● **ページ本文**:
────
バラク・オバマ著、「約束の地」は素晴らしいです!

もっと時間に余裕があったら、じっくり読み込みたい。そう思わせる大作でした。とてもボリュームのある上下巻を決められた期日までに読む必要があり(図書館で借りたため)多忙を言い訳に精読ができず、かなりの乱読での報告になることをご容赦ください。

オバマ氏の政治家を目指した理由は、非常に真っ当なものです。曰く、子どもたちにより良い教育を受けさせること、家庭に医療を届けること、そして貧しい国々がより多くの食糧を生産できるよう支援すること。

アメリカが世界のリーダー的役割を果たしていることを十分に理解した上で、オバマ氏は、ご自分の目指す平和で豊かな世界を実現させるために邁進されました。大統領は、常に複数の仕事を同時に進めることを余儀なくされます。金融危機がやってきたからといって、アルカイダが活動を停止するわけではなく、ハイチで地震が起きた時には、その救援活動と、前々から予定されていた、氏が議長を務める47ヵ国参加の核安全保障サミットが重なりました。そんな状況にありながら、つまらないミス、予期しない事態、正しくても国民受けしない政策、広報の失敗などを原因に、メディアの論調が厳しくなり、リーダーとしての能力が足りないように映ってしまう。アメリカの大統領とは本当に過酷なポストです。

でも、アメリカ初の黒人大統領という偉業は、差別意識の強い彼の地では、思わぬ反発、特に根深い嫉妬心を燃え上がらせ、どんなに素晴らしい政策も「黒人の作ったシステム」という理不尽な理由で、却下されることが多かったように思えます。愛妻ミシェルさんの著書 BECOMING (邦題 マイ・ストーリー)でも、その点はかなり印象的に描かれていました。

明晰な頭脳と的確な判断力、また不屈の精神力を持ち合わせたオバマ氏だからこそ、あのサブプライムローン問題もなんとか乗り切れたのであり、また、オバマケアという、これまでのアメリカでは実現不可能と思われていた健康保険システムの導入にも成功しました。

しかし、水清ければ魚棲まず、ということでしょうか。あまりに理想を追求した政治がもたらしたのは、既得権益(財力だけでなく、有色人種に対する優位を誇っていた白人という立場も)を守りたい層の逆襲でした。トランプが大統領の座を射止めた理由は、オバマ氏があまりに高尚で潔白すぎたからなのでしょう。

アメリカの富裕層には「あらゆる税は収奪に他ならず、社会主義への道を均すものであり、あらゆる規制は市場主義の原則とアメリカ流の生産様式に対する裏切りである」という考えが根付いていました。そんな彼らが、オバマ氏の精錬な政策に同意できるはずがなく、トランプのわかりやすいポリシーに流れたのも当然と言えます。

本書の中では、各国の政治家や著名人、また我が国の天皇皇后両陛下(現上皇上皇后様)についての印象を記した部分も秀逸です。以前ご紹介した「ふたり 皇后美智子と石牟礼道子」で上皇上皇后様のお人柄について興味深く拝読させていただきましたが、オバマ氏の表現もまた、そのお人柄を彷彿とさせる内容で、その表記がとても正確なものであることを裏付けています。

この本は「大統領回顧録 I 」となっており、一期目の4年の話で終わっています。つまり続編があるということです。ご多忙なオバマ氏が、いかに時間を捻出して、続きを執筆されるか、そしてこの素晴らしい翻訳がまたなされることに、期待が高まります。願わくば、原文で読める英語力を身につけたいのですが、それは私にはかなわぬ夢ですね。

トランプの自著なら私の英語力でも読めそうですが、彼がゴーストライターを使わずに自分でペンをとることは想像できないし、万一ありえたとしても、スペルミスだらけの悪文しか書けないような気がします。貶めすぎですかね。
────
● **この課題の指示**: 上の『約束の地』の感想文から、「バラク・オバマ著、「約束の地」は素晴らしいです!」を含む言葉で始まり「生産できるよう支援すること。」で終わるところまでを、一字も変えずに書き写してください。
────
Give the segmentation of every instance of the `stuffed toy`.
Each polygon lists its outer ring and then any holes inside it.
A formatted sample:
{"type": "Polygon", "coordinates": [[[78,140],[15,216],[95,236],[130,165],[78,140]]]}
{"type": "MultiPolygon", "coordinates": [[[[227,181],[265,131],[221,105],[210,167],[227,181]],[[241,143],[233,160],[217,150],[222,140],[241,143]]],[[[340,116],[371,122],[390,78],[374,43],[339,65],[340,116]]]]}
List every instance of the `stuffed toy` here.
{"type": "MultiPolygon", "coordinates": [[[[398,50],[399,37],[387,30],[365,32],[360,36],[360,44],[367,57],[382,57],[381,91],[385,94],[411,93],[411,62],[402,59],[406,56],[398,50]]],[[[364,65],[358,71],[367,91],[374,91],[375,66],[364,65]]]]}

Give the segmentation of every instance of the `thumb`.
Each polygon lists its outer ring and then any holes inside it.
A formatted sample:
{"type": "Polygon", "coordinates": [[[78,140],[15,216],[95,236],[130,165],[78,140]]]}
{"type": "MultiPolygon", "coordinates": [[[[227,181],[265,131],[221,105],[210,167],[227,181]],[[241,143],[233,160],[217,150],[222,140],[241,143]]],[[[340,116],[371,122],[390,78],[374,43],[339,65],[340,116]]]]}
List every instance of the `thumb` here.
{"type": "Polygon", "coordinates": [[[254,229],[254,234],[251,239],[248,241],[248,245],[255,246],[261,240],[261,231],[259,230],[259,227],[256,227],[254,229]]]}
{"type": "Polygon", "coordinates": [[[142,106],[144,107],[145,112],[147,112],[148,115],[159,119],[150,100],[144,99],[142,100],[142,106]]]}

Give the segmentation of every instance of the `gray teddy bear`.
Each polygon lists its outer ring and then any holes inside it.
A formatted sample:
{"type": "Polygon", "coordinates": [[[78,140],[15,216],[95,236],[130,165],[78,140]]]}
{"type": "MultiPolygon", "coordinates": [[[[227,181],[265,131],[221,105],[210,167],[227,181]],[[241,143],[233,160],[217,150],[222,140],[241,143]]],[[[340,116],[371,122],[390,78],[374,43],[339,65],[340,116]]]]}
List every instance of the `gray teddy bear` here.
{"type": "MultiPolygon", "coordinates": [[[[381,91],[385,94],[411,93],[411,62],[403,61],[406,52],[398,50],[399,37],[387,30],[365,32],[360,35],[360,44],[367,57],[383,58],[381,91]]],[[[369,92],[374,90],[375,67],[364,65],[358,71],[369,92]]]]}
────
● **課題の答え**:
バラク・オバマ著、「約束の地」は素晴らしいです!

もっと時間に余裕があったら、じっくり読み込みたい。そう思わせる大作でした。とてもボリュームのある上下巻を決められた期日までに読む必要があり(図書館で借りたため)多忙を言い訳に精読ができず、かなりの乱読での報告になることをご容赦ください。

オバマ氏の政治家を目指した理由は、非常に真っ当なものです。曰く、子どもたちにより良い教育を受けさせること、家庭に医療を届けること、そして貧しい国々がより多くの食糧を生産できるよう支援すること。